[GIVEN INSTRUCTION] Switch every "rectangle" in the listing below to "box", and leave everything else unchanged.

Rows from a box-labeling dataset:

··········

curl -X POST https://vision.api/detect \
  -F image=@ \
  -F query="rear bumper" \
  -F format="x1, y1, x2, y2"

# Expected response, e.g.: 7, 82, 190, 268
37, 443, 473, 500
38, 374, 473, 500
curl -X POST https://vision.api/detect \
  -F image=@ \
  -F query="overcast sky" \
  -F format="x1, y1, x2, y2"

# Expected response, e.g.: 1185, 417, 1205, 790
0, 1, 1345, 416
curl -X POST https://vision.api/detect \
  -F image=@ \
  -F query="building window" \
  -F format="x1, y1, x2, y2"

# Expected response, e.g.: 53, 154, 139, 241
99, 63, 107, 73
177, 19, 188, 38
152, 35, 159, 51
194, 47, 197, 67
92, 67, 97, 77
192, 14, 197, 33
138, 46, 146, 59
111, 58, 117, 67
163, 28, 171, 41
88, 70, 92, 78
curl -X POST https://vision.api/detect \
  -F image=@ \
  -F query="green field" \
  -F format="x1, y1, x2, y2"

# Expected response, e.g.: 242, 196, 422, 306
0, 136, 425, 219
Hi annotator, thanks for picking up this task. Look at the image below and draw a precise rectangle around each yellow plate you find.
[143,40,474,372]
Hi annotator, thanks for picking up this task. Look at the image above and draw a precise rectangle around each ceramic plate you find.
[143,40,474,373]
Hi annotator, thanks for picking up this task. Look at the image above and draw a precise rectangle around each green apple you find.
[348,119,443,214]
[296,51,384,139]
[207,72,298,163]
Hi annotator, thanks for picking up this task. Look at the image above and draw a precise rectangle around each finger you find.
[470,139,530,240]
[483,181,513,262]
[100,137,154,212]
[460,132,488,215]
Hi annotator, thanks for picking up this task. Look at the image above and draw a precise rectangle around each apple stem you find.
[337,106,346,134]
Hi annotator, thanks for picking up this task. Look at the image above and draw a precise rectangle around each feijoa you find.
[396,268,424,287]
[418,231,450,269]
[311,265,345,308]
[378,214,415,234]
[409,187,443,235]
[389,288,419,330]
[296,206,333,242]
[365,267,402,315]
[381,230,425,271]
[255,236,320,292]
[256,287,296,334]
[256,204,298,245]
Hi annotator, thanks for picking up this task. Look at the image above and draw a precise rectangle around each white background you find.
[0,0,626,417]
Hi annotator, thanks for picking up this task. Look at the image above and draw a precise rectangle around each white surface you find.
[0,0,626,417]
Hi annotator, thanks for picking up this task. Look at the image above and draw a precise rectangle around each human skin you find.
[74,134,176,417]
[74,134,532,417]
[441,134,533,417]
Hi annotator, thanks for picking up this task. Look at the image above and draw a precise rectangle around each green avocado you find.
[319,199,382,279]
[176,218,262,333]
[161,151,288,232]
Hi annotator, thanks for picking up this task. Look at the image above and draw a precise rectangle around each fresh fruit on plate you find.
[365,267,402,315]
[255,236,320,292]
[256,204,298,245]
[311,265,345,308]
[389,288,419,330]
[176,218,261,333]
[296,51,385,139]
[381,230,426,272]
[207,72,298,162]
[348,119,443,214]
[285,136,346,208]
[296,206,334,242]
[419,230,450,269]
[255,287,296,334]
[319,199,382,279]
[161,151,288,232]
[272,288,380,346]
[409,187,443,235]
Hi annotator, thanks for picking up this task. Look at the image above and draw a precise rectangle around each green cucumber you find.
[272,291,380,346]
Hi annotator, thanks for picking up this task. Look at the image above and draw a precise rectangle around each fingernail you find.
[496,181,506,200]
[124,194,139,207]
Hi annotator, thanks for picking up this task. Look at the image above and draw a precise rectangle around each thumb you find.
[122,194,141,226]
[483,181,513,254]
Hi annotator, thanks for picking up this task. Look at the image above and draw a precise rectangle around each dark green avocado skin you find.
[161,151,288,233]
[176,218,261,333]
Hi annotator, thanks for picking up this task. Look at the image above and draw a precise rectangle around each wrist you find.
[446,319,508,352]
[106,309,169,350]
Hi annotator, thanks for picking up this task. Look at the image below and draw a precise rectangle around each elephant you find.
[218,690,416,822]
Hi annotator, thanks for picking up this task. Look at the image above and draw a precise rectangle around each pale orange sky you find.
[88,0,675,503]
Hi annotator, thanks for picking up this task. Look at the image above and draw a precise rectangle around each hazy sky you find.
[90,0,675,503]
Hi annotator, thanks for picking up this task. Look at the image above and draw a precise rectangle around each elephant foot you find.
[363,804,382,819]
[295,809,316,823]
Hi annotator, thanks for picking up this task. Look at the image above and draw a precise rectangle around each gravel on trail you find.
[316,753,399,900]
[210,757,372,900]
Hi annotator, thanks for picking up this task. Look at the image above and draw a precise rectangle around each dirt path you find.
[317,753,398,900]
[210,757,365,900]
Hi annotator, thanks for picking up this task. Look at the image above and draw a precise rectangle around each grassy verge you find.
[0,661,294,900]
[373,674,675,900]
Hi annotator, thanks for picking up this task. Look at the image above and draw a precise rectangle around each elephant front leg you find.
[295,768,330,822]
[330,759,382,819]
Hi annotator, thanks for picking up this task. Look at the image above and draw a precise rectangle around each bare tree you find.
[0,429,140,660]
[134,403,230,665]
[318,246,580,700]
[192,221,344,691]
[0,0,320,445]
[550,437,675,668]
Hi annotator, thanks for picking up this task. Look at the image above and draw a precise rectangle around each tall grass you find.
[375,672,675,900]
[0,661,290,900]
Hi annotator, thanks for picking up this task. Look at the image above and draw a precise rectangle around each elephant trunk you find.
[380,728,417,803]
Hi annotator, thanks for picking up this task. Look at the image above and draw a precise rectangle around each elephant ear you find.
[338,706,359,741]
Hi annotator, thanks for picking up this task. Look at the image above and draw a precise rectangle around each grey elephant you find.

··········

[ANSWER TO THIS EXERCISE]
curl -X POST https://vision.api/detect \
  -F image=@ \
  -F query="rear bumper" \
  -F format="x1, y1, x2, y2"

# Expected response, e.g.: 7, 82, 190, 268
37, 443, 473, 500
38, 374, 473, 500
curl -X POST https://vision.api/detect \
  -F image=@ \
  -F query="overcast sky" \
  -F format="x1, y1, x2, y2"

# Expected response, e.g.: 1185, 417, 1205, 790
0, 1, 1345, 416
curl -X POST https://vision.api/detect \
  -F image=@ \
  -F query="building window" \
  -F format="x1, y1, x2, y2"

# Expected response, e.g.: 53, 154, 139, 241
99, 63, 107, 73
177, 19, 188, 38
152, 35, 159, 51
194, 47, 197, 67
92, 67, 97, 77
192, 14, 197, 33
138, 46, 146, 59
111, 58, 117, 67
163, 28, 171, 41
88, 70, 92, 78
curl -X POST https://vision.api/detect \
  -F image=@ \
  -F query="green field" \
  -F format="x1, y1, x2, y2"

# Expected response, e.g.: 242, 196, 422, 306
0, 136, 425, 219
Hi annotator, thanks for picking up this task. Look at the image below and draw a precise box around each yellow plate you find.
[143,40,474,372]
Hi annotator, thanks for picking up this task. Look at the image above and draw a precise box around each ceramic plate you find.
[143,40,474,373]
Hi annotator, thanks for picking up this task. Look at the image above and draw a precise box around each green apple you find.
[348,119,443,214]
[296,51,384,139]
[207,72,298,163]
Hi annotator, thanks for picking up this task. Look at the image above and draw a precise box around each finger you find.
[470,139,530,240]
[483,181,513,262]
[100,137,154,212]
[460,132,488,215]
Hi annotator, thanks for picking up this task. Look at the image above and draw a precise box around each apple stem you find.
[337,106,346,134]
Hi annotator, thanks for picking up this task. Look at the image above and draw a precise box around each feijoa you find.
[396,268,424,287]
[418,231,450,269]
[311,265,345,308]
[378,214,415,234]
[409,187,443,235]
[389,288,419,330]
[296,206,333,242]
[365,267,402,315]
[381,230,425,271]
[255,236,320,292]
[256,287,296,334]
[256,204,298,245]
Hi annotator, thanks for picking up this task. Look at the image above and draw a precise box around each white background you find.
[0,0,626,417]
Hi annotator, thanks for picking up this task. Look at the image above and draw a precise box around each white surface you find.
[0,0,626,417]
Hi annotator, thanks for picking up this task. Look at the image above and draw a precise box around each human skin you find.
[74,134,176,417]
[74,134,532,417]
[441,134,533,417]
Hi annotator, thanks for picking up this task. Look at the image above and draw a precise box around each green avocado you find.
[319,199,382,279]
[176,218,262,333]
[161,151,288,232]
Hi annotator, thanks for picking up this task. Look at the image above and draw a precise box around each fresh fruit on plate you find.
[365,267,402,315]
[255,236,320,292]
[256,204,298,245]
[311,265,345,308]
[389,288,419,330]
[176,218,261,333]
[296,51,385,139]
[381,230,426,272]
[207,72,298,162]
[348,119,443,214]
[285,136,346,208]
[296,206,334,242]
[419,230,450,269]
[255,287,296,334]
[319,199,382,279]
[161,151,288,232]
[272,288,380,346]
[409,187,443,235]
Hi annotator, thanks for picking up this task. Look at the image above and draw a precise box around each green cucumber you find.
[272,291,380,346]
Hi annotator, thanks for picking up this task. Look at the image above and draw a precise box around each fingernail you find.
[496,181,506,200]
[124,194,139,207]
Hi annotator, thanks for picking up this task. Look at the image above and draw a precise box around each thumb you find.
[122,194,141,226]
[483,181,513,254]
Hi annotator, thanks for picking up this task. Look at the image above and draw a precise box around each dark green avocado skin you find.
[161,151,288,233]
[176,218,261,333]
Hi annotator, thanks for picking up this task. Look at the image above and draw a precise box around each wrist you find.
[446,319,508,352]
[106,309,169,350]
Hi annotator, thanks for picking up this task. Look at the image below and draw a precise box around each elephant you find.
[218,690,416,822]
Hi annotator, thanks for picking up this task. Look at the image above and draw a precise box around each pale orange sky you find.
[88,0,675,503]
Hi annotator, thanks for picking up this task. Look at the image above and draw a precise box around each hazy sky you find.
[90,0,675,503]
Hi annotator, thanks for picking up this task. Look at the image above and draw a precise box around each elephant foot you find.
[363,804,382,819]
[295,809,316,823]
Hi annotator, thanks for picking up this task. Look at the image above and draw a precise box around each gravel on trail you find.
[316,753,399,900]
[210,757,372,900]
Hi annotator, thanks for picking up this task. Look at the image above and draw a precise box around each dirt path you find.
[317,753,398,900]
[210,757,365,900]
Hi annotator, thanks for picking up this task. Look at the image above and draw a precise box around each grassy verge you find.
[0,661,294,900]
[373,674,675,900]
Hi annotator, thanks for picking up this task. Look at the image above and draw a precise box around each elephant front leg you find.
[295,768,330,822]
[330,759,382,819]
Hi annotator, thanks for picking up this task. Look at the image above and draw a precise box around each bare tree you find.
[0,429,140,660]
[134,403,230,665]
[318,246,580,700]
[192,221,344,691]
[0,0,320,445]
[550,437,675,668]
Hi annotator, thanks for picking up this task. Look at the image above and draw a precise box around each tall grass you find.
[375,672,675,900]
[0,661,290,900]
Hi annotator, thanks for picking up this task. Look at the image above and draw a precise box around each elephant trunk you find.
[380,728,417,803]
Hi annotator, thanks for picking up this task. Look at the image above and draw a precise box around each elephant ear you find.
[338,706,359,741]
Hi annotator, thanks for picking up this task. Look at the image above and draw a precise box around each grey elephant you find.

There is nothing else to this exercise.